- Your objective
Reproduce all of the records below, substituting "caribou antler" for "reindeer antler" and leaving everything else unchanged. Omit the pictures from your answer.

- Working data
[start]
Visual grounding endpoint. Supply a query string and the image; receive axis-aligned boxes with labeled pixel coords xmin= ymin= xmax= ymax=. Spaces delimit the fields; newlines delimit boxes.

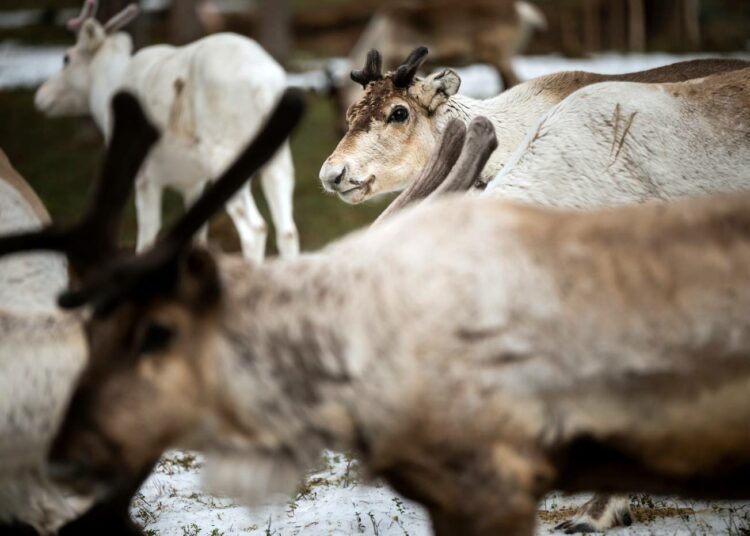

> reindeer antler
xmin=68 ymin=0 xmax=99 ymax=32
xmin=349 ymin=48 xmax=383 ymax=88
xmin=0 ymin=92 xmax=159 ymax=277
xmin=378 ymin=116 xmax=497 ymax=227
xmin=104 ymin=4 xmax=140 ymax=33
xmin=59 ymin=90 xmax=304 ymax=316
xmin=393 ymin=46 xmax=429 ymax=88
[end]
- Full output
Visual grounding endpoint. Supply a query string and the image; receive axis-aligned boxes with labeled pixel coords xmin= ymin= xmax= ymax=. Spaces delimit the fields; newlines delimit boxes.


> caribou antler
xmin=68 ymin=0 xmax=99 ymax=32
xmin=349 ymin=48 xmax=383 ymax=88
xmin=0 ymin=92 xmax=159 ymax=277
xmin=378 ymin=116 xmax=497 ymax=227
xmin=104 ymin=4 xmax=140 ymax=33
xmin=59 ymin=90 xmax=304 ymax=316
xmin=393 ymin=46 xmax=429 ymax=88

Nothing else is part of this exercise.